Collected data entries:
----
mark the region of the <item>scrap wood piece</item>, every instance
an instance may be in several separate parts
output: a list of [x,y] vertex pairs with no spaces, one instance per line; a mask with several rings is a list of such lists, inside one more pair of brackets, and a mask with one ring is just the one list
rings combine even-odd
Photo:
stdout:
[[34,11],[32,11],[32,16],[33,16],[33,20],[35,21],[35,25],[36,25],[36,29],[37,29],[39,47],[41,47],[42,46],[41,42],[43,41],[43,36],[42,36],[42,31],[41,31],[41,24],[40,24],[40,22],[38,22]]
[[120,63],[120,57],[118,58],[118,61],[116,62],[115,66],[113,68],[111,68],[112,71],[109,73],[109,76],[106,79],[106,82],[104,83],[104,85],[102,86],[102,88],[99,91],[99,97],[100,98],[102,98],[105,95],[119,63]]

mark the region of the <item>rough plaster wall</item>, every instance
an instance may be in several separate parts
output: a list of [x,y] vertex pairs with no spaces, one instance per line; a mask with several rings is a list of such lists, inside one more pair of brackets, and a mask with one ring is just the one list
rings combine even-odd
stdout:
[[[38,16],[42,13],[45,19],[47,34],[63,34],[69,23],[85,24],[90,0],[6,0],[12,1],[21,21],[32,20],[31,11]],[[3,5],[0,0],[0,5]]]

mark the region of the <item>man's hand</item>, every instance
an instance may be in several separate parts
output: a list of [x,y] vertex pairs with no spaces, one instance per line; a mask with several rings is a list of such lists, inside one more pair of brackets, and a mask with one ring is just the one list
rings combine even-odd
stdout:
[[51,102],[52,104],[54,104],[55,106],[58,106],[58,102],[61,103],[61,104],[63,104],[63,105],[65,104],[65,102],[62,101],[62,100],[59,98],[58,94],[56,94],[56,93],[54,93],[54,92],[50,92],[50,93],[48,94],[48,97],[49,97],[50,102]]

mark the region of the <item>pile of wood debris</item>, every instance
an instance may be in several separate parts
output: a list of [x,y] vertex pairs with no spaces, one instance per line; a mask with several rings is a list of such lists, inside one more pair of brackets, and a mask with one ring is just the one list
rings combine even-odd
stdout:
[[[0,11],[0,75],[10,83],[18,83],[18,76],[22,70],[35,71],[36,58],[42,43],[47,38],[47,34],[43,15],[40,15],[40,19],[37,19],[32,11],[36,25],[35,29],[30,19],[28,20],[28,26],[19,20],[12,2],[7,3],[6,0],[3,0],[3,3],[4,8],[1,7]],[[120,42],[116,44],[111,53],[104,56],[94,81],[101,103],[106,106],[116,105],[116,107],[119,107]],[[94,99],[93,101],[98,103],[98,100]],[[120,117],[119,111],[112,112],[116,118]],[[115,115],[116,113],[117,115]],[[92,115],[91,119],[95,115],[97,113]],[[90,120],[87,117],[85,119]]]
----
Given request: Your task is to output the full set of records exactly as presented.

Finished task:
mark the region of the <item>scrap wood piece</item>, every instance
an instance may be in several separate parts
output: a list of [x,y] vertex pairs with no spaces, one instance per line; a mask with several rings is a list of such lists, inside one more pair of brackets, and a mask with one ring is just the one list
rings combine even-odd
Photo:
stdout:
[[34,11],[32,11],[32,16],[33,16],[33,20],[35,21],[35,25],[36,25],[36,29],[37,29],[39,47],[41,47],[42,46],[41,42],[43,41],[43,36],[42,36],[42,31],[41,31],[41,24],[40,24],[40,22],[38,22]]
[[120,63],[120,57],[118,58],[118,61],[116,62],[115,66],[113,68],[111,68],[112,71],[109,73],[109,76],[106,79],[106,82],[104,83],[104,85],[102,86],[102,88],[99,91],[99,97],[100,98],[102,98],[105,95],[119,63]]

mark the region of the <item>rough plaster wall</item>, every instance
an instance may be in several separate parts
output: a list of [x,y] vertex pairs with no spaces, one instance per line; a mask with several rings is a list of such lists, inside one more pair of brackets, and a mask with one ring is just the one list
rings combine even-odd
stdout:
[[[38,16],[42,13],[45,19],[47,34],[63,34],[69,23],[85,24],[90,0],[6,0],[12,1],[21,21],[32,20],[31,11]],[[3,5],[0,0],[0,5]]]

mark the region of the <item>man's hand</item>, every instance
an instance may be in several separate parts
output: a list of [x,y] vertex pairs with no spaces, one instance per line; a mask with several rings is a list of such lists, inside one more pair of brackets, and a mask with one ring is just the one list
rings combine even-odd
stdout:
[[51,102],[52,104],[54,104],[55,106],[58,106],[58,102],[61,103],[61,104],[63,104],[63,105],[65,104],[65,102],[62,101],[62,100],[59,98],[58,94],[56,94],[56,93],[54,93],[54,92],[50,92],[50,93],[48,94],[48,97],[49,97],[50,102]]

mark the region of the <item>pile of wood debris</item>, every instance
an instance may be in several separate parts
output: a list of [x,y] vertex pairs with no spaces, one instance per line; a mask with several rings is a list of such lists, inside one more pair of brackets, and a mask with one ring is just the one list
rings combine even-odd
stdout:
[[[0,11],[0,75],[10,83],[18,83],[18,76],[22,70],[35,71],[36,58],[42,43],[47,38],[47,34],[43,15],[40,15],[40,19],[37,19],[32,11],[36,25],[35,29],[30,19],[28,20],[28,26],[19,20],[12,2],[7,3],[6,0],[3,0],[3,3],[4,8],[1,7]],[[120,42],[116,44],[111,53],[104,56],[94,81],[101,103],[106,106],[116,105],[116,107],[119,107]],[[94,99],[93,101],[98,103],[98,100]],[[120,117],[119,111],[112,112],[116,118]],[[115,115],[116,113],[117,115]],[[92,115],[91,119],[95,115],[97,113]],[[90,120],[87,117],[85,119]]]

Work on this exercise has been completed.